By Michael D’Onofrio, The Journal News. (NY) When Deme Boutzalis began attending the Greenbush Presbyterian Church in the mid-2000s, she recalled there being something a little different about the congregation.
“The one thing that I liked that attracted me to this particular congregation was, when you walked in, you felt like family because it was a small congregation. You knew every person’s name,” Boutzalis said.
But after 204 years situated along Western Highway — started when the British-American War of 1812 was getting underway and Blauvelt was known as Greenbush — the church closed its doors.
The final service was held on Sunday.
Days before the final service, Boutzalis, who is the church’s clerk of session, spoke in the sanctuary alongside Marilyn Grosbeck, a Greenbush church elder, and Deborah Bradley, who was among those appointed by the Hudson River Presbytery to administer the church’s closing.
Sitting in one of the many Dutch-style wooden pews, Grosbeck, whose voice echoed in the empty church, said bluntly that many parishioners were “exhausted.”

**Material shown**
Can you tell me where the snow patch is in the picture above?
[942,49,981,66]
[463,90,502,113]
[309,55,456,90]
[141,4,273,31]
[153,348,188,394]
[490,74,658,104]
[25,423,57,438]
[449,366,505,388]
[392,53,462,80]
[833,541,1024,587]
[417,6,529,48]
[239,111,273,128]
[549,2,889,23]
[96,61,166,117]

**Directives**
**1)** From the article about the Greenbush church closing, quote the passage starting at "But after 204" and ending at "held on Sunday.".
**2)** According to the article about the Greenbush church closing, who spoke in the sanctuary in the days before the final service?
**3)** In the article about the Greenbush church closing, how many years was the church situated along Western Highway before it closed?
Rely only on the article about the Greenbush church closing, not on the material.

**Answers for this exercise**
**1)**
But after 204 years situated along Western Highway — started when the British-American War of 1812 was getting underway and Blauvelt was known as Greenbush — the church closed its doors.
The final service was held on Sunday.

**2)** Deme Boutzalis, Marilyn Grosbeck, and Deborah Bradley

**3)** 204 years